* _Excerpt provided_:
--*--
In this section we present how we decided to visualize the data and metadata that compose our project, and the external resources used to do so.
Some libraries that we used throughout the whole developing of the website process:
- Bootstrap 5, the world’s most popular front-end open source toolkit;
- jQuery, a JavaScript library designed to simplify HTML DOM tree traversal and manipulation, event handling, and more;
- FontAwesome, Internet's icon library and toolkit;
- pandas, a fast, powerful, flexible and easy to use open source data analysis and manipulation tool for Python;
- rdflib, a pure Python package for working with RDF;
- urllib, a package that collects several modules for working with URLs.
We decided to visually represent the data we gathered in a Visualization page. There, the user can explore the datasets with an interactive map and graph.
For the Map section we used the following libraries and data:
- Leaflet, an open-source JavaScript library for mobile-friendly interactive maps, for the map interactions;
- OpenStreetMap, for the map data;
- Mapbox, for the map style;
- Openpolis geojson-italy repository, in particular the geojson file of the italian regions, based on ISTAT data (both under CC BY 4.0 license);
- we loosely followed this Leaflet tutorial.
--*--
* _Given information_:
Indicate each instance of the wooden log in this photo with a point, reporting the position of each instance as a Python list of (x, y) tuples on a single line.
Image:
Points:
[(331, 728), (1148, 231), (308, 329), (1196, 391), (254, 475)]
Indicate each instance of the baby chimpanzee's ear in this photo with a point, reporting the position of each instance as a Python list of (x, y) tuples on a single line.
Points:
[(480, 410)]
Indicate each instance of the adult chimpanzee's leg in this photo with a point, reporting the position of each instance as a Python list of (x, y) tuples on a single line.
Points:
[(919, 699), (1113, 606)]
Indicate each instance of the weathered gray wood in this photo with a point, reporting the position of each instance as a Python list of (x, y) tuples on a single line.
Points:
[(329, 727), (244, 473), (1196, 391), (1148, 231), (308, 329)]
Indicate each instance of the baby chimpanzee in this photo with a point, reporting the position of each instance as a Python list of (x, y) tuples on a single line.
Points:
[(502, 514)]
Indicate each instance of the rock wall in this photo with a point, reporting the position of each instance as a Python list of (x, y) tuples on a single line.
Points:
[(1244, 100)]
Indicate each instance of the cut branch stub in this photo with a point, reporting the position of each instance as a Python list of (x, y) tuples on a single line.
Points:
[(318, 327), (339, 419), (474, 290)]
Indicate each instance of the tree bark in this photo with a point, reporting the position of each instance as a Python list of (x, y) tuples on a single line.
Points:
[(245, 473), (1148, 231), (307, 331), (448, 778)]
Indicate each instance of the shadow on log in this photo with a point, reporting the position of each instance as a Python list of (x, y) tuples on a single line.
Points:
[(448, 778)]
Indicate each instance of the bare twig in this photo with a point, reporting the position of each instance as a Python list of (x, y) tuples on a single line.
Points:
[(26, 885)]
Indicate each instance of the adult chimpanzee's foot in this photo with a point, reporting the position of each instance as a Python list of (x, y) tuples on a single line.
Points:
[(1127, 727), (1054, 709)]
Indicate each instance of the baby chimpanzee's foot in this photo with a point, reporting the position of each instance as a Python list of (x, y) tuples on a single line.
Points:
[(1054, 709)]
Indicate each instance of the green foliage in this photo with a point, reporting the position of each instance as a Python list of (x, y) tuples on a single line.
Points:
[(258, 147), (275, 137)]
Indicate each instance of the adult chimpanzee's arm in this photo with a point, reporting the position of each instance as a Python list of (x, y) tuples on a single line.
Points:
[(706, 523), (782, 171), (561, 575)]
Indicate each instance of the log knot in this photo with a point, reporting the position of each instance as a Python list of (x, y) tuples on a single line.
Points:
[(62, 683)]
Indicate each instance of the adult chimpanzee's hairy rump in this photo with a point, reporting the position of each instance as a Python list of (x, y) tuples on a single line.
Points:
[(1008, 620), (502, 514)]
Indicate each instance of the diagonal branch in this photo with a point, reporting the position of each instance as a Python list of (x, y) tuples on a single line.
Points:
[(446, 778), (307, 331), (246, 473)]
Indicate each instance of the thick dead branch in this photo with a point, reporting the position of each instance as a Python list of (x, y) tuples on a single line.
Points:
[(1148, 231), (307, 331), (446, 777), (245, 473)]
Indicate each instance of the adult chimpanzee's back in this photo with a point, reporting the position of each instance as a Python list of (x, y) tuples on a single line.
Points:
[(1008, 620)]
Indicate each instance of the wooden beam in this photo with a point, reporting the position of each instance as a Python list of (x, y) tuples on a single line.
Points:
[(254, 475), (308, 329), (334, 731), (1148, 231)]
--*--
* _What is needed_:
In the excerpt about the project's website libraries, which service supplied the map style?

* _Output of the exercise_:
Mapbox